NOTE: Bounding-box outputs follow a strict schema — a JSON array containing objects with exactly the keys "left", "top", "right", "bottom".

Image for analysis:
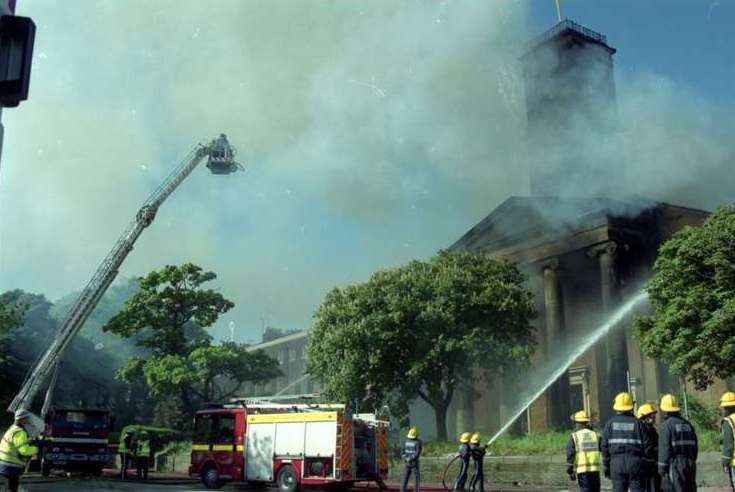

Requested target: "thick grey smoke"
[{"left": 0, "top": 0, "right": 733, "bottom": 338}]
- - - - -
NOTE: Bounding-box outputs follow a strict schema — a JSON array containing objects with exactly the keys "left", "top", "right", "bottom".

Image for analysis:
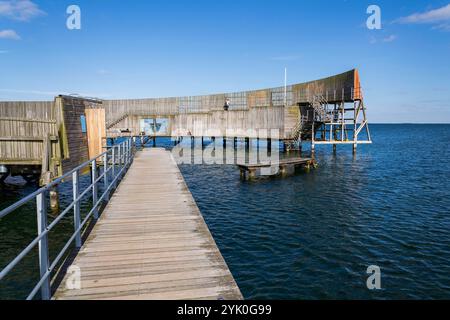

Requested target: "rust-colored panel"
- - - - -
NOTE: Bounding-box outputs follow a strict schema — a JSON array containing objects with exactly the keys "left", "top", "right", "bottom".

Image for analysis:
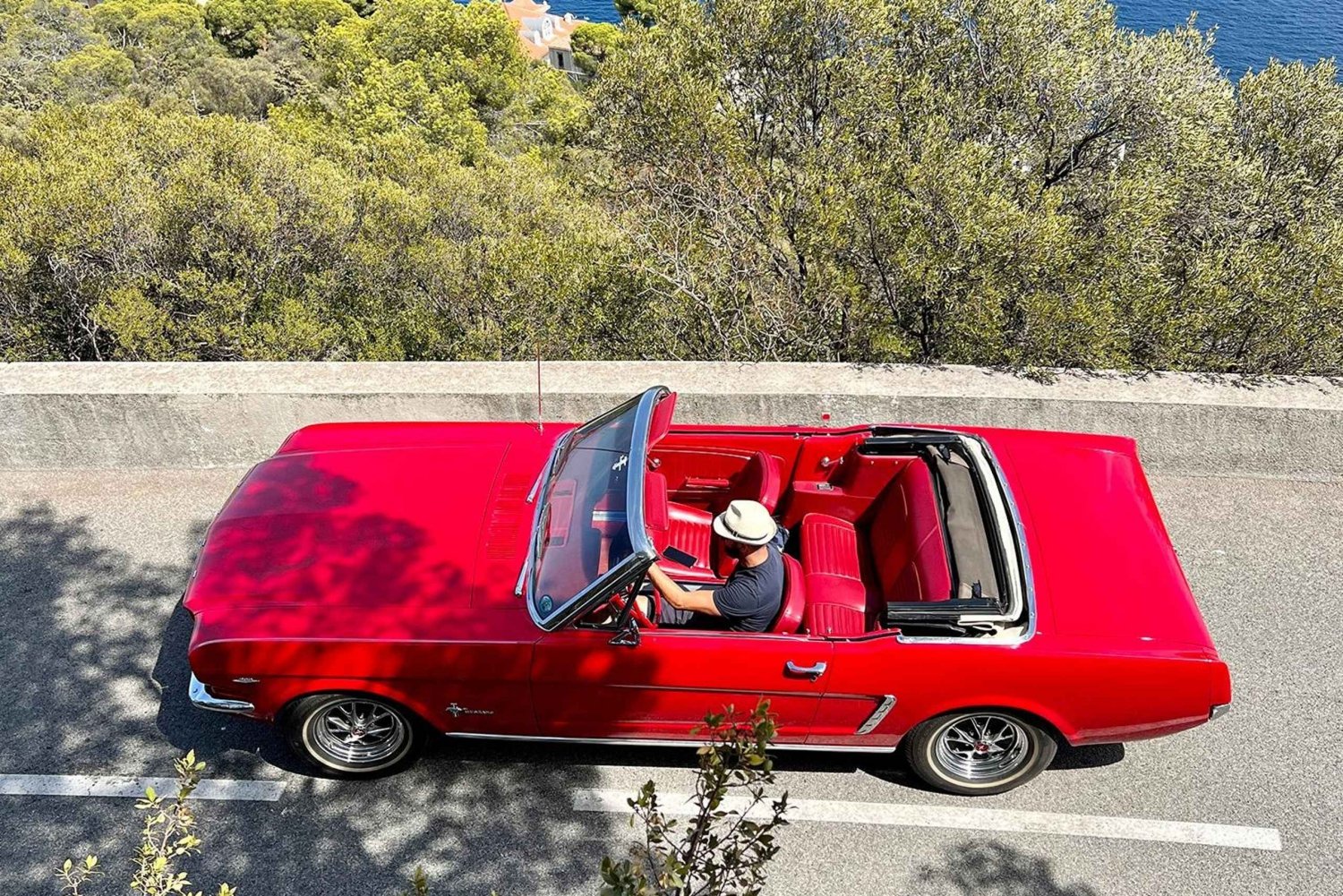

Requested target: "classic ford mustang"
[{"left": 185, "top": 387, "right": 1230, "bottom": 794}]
- - - - -
КОРОТКОЕ ЗАДАНИЕ
Верните все строки выше, в которых встречается слово «Requested». Регистр букв учитывается.

РЕШЕНИЕ ЗАДАНИЯ
Requested target: "thick grey smoke"
Requested target: "rust-colored panel"
Requested target: "classic ford mustang"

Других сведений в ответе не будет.